Task to carry out -
Reproduce word for word the part of the records that opens with the line containing "Exercise. Mark every instance of the tree trunk" and closes with the line containing "pixel 53 548", including both of those lines.

◆ ◆ ◆ ◆ ◆

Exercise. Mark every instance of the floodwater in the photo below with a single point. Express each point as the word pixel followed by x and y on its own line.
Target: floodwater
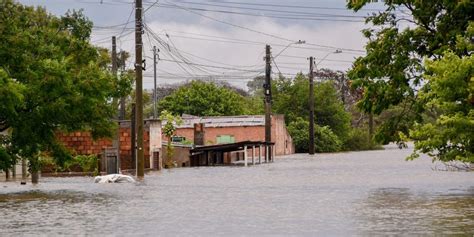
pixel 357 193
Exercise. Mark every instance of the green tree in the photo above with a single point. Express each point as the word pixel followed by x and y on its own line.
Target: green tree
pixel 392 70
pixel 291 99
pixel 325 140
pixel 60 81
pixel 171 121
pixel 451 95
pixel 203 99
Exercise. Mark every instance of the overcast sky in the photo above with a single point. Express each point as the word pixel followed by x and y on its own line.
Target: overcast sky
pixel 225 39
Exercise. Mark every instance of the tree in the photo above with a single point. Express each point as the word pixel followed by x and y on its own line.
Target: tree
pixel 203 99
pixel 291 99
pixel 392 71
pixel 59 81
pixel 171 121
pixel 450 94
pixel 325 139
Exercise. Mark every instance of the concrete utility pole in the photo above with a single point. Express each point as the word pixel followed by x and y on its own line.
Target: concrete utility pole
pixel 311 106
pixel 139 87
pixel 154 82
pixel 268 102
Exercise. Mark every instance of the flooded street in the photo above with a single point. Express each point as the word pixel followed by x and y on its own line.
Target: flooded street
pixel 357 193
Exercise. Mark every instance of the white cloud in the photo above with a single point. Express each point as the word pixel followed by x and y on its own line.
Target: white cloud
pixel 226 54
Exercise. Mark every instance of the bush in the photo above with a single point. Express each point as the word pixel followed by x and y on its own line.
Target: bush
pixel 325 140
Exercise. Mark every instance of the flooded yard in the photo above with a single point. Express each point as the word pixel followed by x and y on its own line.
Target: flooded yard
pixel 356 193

◆ ◆ ◆ ◆ ◆

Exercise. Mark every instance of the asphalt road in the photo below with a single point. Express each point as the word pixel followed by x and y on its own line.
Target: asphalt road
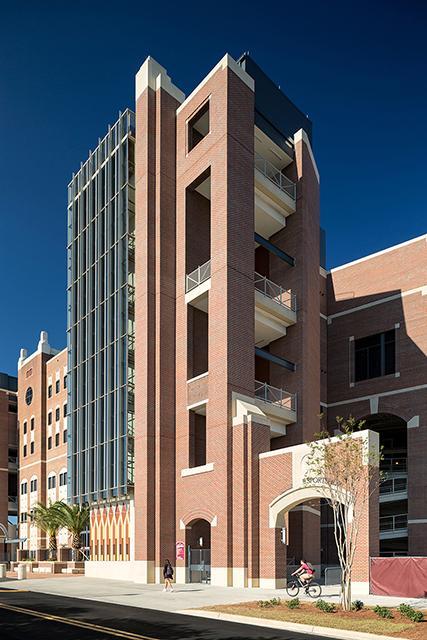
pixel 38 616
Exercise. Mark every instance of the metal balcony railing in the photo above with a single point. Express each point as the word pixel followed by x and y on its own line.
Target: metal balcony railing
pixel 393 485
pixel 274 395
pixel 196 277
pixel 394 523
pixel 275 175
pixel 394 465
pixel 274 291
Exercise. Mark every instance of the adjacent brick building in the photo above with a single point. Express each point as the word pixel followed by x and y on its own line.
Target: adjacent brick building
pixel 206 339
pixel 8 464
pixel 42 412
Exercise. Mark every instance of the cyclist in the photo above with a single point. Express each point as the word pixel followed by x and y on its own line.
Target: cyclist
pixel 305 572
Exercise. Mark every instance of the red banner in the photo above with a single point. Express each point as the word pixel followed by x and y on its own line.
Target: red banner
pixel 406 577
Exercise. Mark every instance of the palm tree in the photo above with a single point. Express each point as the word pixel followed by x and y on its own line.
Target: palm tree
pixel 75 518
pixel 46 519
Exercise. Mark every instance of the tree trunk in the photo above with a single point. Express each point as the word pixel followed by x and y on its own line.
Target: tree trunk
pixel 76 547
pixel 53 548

◆ ◆ ◆ ◆ ◆

Task result -
Exercise. Mark every instance of the tree trunk in the photo above with a single point. Express each point as the word pixel followed by x and y on its own line.
Target: tree trunk
pixel 76 547
pixel 53 548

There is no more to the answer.